#### POTONGAN TEKS
────────

Jumat, 03 Maret 2017

BERSAMA ALLAH DALAM PENCOBAAN

Seorang perempuan Vietnam mengira memenangi lotre sehingga bersikap royal kepada siapa saja. Ia membelikan barang untuk dihadiahkan kepada orang-orang di sekelilingnya, terutama kerabat keluarganya. Namun, “pesta perayaan” segera berakhir karena ia mendapati nomor kupon lotre yang dibelinya hanya cocok dua digit. Perempuan tersebut berasal dari kota Can Thao, di Vietnam selatan. Ia begitu yakin memenangi lotre 14 miliar dong atau setara Rp. 8,2 miliar saat pengumuman disampaikan pada 19 Februari lalu. Tetangga pun dibelikan berbagai hadiah, kerabat ditraktir dengan kemewahan, dan donasi diberikan kepada kaum miskin. Ia meminjam 100 juta dong atau Rp. 59 juta untuk melakukan itu semua.

────────

#### ENTRI YANG TERSEDIA
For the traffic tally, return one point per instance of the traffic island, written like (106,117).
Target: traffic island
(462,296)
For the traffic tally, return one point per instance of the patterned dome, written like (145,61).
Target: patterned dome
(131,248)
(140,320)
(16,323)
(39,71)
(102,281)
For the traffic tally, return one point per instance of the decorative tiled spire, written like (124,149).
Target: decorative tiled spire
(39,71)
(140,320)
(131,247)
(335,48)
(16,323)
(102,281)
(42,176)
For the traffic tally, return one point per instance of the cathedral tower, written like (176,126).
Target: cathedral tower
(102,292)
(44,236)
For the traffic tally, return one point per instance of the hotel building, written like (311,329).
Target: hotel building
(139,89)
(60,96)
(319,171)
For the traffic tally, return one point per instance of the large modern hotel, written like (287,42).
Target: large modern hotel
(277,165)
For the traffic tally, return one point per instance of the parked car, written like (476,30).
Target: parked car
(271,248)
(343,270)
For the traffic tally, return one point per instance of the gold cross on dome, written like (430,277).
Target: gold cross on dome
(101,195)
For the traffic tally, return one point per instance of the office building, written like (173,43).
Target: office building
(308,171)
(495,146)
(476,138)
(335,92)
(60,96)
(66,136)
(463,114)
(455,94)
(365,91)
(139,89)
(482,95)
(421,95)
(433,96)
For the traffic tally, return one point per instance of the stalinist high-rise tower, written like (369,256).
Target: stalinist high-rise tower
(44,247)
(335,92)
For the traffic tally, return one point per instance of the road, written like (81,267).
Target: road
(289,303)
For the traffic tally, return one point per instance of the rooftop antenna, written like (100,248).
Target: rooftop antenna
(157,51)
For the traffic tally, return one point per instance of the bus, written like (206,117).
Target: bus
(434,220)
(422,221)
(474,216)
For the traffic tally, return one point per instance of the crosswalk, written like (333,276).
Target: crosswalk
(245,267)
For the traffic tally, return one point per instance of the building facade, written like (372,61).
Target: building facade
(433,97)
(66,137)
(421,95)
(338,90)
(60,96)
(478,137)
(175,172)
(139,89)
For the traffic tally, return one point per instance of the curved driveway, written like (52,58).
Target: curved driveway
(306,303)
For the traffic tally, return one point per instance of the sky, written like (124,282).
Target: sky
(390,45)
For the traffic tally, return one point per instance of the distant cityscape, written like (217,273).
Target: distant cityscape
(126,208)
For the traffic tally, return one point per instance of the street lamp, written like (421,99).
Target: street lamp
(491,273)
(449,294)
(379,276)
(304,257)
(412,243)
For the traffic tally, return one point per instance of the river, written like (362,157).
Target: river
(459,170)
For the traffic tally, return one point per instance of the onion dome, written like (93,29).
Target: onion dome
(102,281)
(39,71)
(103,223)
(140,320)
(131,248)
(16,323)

────────

#### TUGAS ANDA
a: Sebutkan semua jumlah uang yang tercantum dalam potongan teks tentang perempuan Vietnam dan lotre, berikut mata uangnya.
b: Tulis kelanjutan potongan teks tentang perempuan Vietnam dan lotre itu, dimulai sesudah kalimat terakhirnya.

#### JAWABAN TIAP TUGAS
a:
- 14 miliar dong
- Rp. 8,2 miliar
- 100 juta dong
- Rp. 59 juta

b:
“Saya minta dia kembali mengecek nomor kupon, tetapi ia mengabaikan permintaan saya. Sekarang bagaimana kami membayar pinjaman sebanyak itu,” ujar ibu si perempuan kepada Central News Agency, kantor berita Taiwan, seperti yang dikutip globaltimes.cn. Untunglah, para tetangga baik hati. Hadiah yang diterima oleh mereka dikembalikan kepada si perempuan. Lumayan, hal itu setidaknya dapat meringankan beban perempuan naas yang terlalu cepat bergembira tersebut. (sumber :Kompas 3 Feb ’17, hal.10).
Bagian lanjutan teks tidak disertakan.